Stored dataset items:
(begin)

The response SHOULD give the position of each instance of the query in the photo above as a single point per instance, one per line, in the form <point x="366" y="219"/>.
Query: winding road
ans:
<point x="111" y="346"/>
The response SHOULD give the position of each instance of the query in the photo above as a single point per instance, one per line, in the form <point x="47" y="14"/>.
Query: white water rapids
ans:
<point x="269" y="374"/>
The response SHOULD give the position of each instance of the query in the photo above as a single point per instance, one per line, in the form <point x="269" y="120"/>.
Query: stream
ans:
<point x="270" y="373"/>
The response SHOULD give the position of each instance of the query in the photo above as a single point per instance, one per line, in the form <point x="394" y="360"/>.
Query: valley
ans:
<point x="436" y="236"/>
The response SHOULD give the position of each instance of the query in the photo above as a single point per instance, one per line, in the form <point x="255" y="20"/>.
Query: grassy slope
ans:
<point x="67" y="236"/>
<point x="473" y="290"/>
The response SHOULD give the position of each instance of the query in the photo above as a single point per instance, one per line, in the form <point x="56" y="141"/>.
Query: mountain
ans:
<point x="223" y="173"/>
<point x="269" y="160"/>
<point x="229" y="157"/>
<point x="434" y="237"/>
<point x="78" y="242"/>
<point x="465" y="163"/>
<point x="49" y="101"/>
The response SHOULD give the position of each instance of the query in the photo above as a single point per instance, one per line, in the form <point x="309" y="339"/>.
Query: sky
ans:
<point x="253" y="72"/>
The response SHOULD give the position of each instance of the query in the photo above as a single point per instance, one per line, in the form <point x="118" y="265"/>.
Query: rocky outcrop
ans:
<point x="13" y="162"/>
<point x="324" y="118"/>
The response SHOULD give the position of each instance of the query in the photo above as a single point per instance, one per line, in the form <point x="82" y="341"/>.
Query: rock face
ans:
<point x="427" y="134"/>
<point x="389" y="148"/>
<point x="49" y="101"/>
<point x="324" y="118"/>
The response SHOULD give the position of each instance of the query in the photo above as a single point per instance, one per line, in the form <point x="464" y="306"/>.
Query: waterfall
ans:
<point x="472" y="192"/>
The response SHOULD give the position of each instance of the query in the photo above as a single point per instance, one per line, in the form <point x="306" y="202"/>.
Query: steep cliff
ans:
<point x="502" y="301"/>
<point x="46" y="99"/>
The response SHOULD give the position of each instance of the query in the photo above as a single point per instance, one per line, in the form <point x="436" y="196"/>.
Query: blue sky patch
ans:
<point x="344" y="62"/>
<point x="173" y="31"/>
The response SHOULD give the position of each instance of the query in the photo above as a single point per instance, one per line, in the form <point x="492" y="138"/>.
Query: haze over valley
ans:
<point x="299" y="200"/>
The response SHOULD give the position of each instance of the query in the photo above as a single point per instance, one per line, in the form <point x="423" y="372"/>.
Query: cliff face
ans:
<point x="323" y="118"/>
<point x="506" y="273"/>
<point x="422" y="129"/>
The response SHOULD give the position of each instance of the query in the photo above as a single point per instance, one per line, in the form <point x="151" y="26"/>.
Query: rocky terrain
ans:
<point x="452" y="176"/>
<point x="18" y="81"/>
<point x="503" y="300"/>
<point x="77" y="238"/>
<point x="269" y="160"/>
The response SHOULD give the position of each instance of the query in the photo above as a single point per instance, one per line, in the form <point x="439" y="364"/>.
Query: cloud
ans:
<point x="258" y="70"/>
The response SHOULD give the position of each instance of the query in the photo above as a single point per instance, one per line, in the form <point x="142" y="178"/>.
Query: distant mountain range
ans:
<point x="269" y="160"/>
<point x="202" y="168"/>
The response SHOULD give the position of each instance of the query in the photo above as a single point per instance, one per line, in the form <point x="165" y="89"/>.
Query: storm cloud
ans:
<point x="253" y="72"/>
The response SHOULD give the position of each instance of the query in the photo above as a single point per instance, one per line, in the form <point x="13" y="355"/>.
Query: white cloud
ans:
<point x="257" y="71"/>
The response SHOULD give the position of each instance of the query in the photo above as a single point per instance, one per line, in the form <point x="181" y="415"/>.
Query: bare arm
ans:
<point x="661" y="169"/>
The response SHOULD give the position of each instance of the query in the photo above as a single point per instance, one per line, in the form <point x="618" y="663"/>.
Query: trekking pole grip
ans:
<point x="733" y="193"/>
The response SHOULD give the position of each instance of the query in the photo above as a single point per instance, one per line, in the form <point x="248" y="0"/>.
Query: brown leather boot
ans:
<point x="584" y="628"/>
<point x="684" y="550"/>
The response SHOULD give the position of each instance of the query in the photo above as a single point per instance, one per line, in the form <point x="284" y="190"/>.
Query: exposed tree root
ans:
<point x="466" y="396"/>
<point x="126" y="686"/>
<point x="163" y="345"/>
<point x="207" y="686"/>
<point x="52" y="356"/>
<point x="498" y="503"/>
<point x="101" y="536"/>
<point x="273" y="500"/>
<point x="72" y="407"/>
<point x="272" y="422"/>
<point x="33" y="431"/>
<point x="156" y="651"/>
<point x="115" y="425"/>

(end)

_AIM OF THE TASK_
Set down the entries verbatim, leaving none out.

_SOLUTION TO THIS EXERCISE_
The response SHOULD give the position of each instance of the query in the photo above as a single point per instance, one per line, in the form <point x="366" y="219"/>.
Query: winding road
ans:
<point x="111" y="346"/>
The response SHOULD give the position of each instance of the query in the photo above as a single point per instance, one per line, in the form <point x="47" y="14"/>.
Query: white water rapids
ans:
<point x="269" y="374"/>
The response SHOULD give the position of each instance of the query in the photo above as a single point per instance, one per line, in the form <point x="269" y="120"/>.
Query: stream
ans:
<point x="270" y="373"/>
The response SHOULD give the position of each instance of the query in the photo above as a single point per instance, one per line, in the form <point x="394" y="360"/>.
Query: valley
ans:
<point x="436" y="236"/>
The response SHOULD give the position of each instance of the query in the photo above as a single point per instance, one per line, in the form <point x="255" y="20"/>.
Query: grassy slope
ans:
<point x="67" y="236"/>
<point x="473" y="290"/>
The response SHOULD give the position of each instance of the query in the photo above as a single point per instance, one per line, in the form <point x="56" y="141"/>.
Query: mountain
ans:
<point x="223" y="173"/>
<point x="269" y="160"/>
<point x="229" y="157"/>
<point x="434" y="237"/>
<point x="78" y="242"/>
<point x="465" y="163"/>
<point x="49" y="101"/>
The response SHOULD give the position of each instance of the query in the photo above as a single point per instance, one per line, in the form <point x="309" y="339"/>.
Query: sky
ans:
<point x="253" y="72"/>
The response SHOULD give the position of each instance of the query in the photo above as a single point per instance, one per line, in the form <point x="118" y="265"/>.
Query: rocky outcrop
ans:
<point x="13" y="162"/>
<point x="324" y="118"/>
The response SHOULD give the position of each instance of the query in the photo above as a single point per instance, one per line, in the form <point x="82" y="341"/>.
Query: rock face
ans:
<point x="427" y="134"/>
<point x="389" y="148"/>
<point x="49" y="101"/>
<point x="324" y="118"/>
The response SHOULD give the position of each instance of the query in the photo above as a single point per instance, one per line, in the form <point x="464" y="306"/>.
Query: waterfall
ans:
<point x="472" y="192"/>
The response SHOULD give the position of each instance of the query in the photo above as a single point per instance, one per line, in the form <point x="306" y="202"/>.
Query: steep cliff
ans:
<point x="502" y="301"/>
<point x="46" y="99"/>
The response SHOULD give the position of each instance of the query in the photo above as a single point per instance, one per line, in the form <point x="436" y="196"/>.
Query: blue sky patch
ans:
<point x="344" y="62"/>
<point x="173" y="31"/>
The response SHOULD give the position of each instance of the query in the photo above as a single point per instance, one per line, in the form <point x="492" y="138"/>.
Query: haze over valley
ans:
<point x="299" y="200"/>
The response SHOULD give the position of each instance of the query in the photo above as a single point per instance, one per line, in the form <point x="423" y="372"/>.
Query: cliff face
ans:
<point x="323" y="118"/>
<point x="506" y="273"/>
<point x="422" y="129"/>
The response SHOULD give the position of each instance of the query in the photo above as a single point per instance, one per line, in the form <point x="151" y="26"/>.
Query: rocky terrain
ans:
<point x="452" y="176"/>
<point x="18" y="81"/>
<point x="503" y="300"/>
<point x="77" y="238"/>
<point x="269" y="160"/>
The response SHOULD give the position of each instance of the query in the photo above as a single point per instance, one per line, in the form <point x="439" y="364"/>.
Query: cloud
ans:
<point x="258" y="70"/>
The response SHOULD give the position of each instance of the query in the photo above as a single point per instance, one per line, in the form <point x="142" y="178"/>.
Query: distant mountain range
ans:
<point x="269" y="160"/>
<point x="202" y="168"/>
The response SHOULD give the position of each instance of the query in the photo above as a single point per instance, one per line, in the form <point x="165" y="89"/>.
Query: storm cloud
ans:
<point x="253" y="72"/>
The response SHOULD give the position of each instance of the query in the photo above as a single point per instance, one per line, in the form <point x="13" y="355"/>.
Query: white cloud
ans:
<point x="257" y="71"/>
The response SHOULD give the position of each instance of the query in the photo above as a single point per instance, one per line, in the form <point x="181" y="415"/>.
Query: bare arm
ans:
<point x="661" y="169"/>
The response SHOULD give the position of each instance of the query in the photo above as a single point per instance, one per line, in the form <point x="618" y="663"/>.
Query: trekking pole grip
ans:
<point x="733" y="193"/>
The response SHOULD give the position of each instance of the query in the photo above as a single point per instance, one per line, in the form <point x="248" y="0"/>.
Query: brown leather boot
ans:
<point x="584" y="628"/>
<point x="684" y="550"/>
The response SHOULD give the position of each instance of the query in the photo above as a single point per instance, one per line, in the form <point x="284" y="190"/>.
Query: exposed tree root
ans:
<point x="466" y="396"/>
<point x="126" y="686"/>
<point x="163" y="345"/>
<point x="207" y="686"/>
<point x="52" y="356"/>
<point x="498" y="503"/>
<point x="101" y="536"/>
<point x="273" y="500"/>
<point x="72" y="407"/>
<point x="272" y="422"/>
<point x="33" y="431"/>
<point x="156" y="651"/>
<point x="115" y="425"/>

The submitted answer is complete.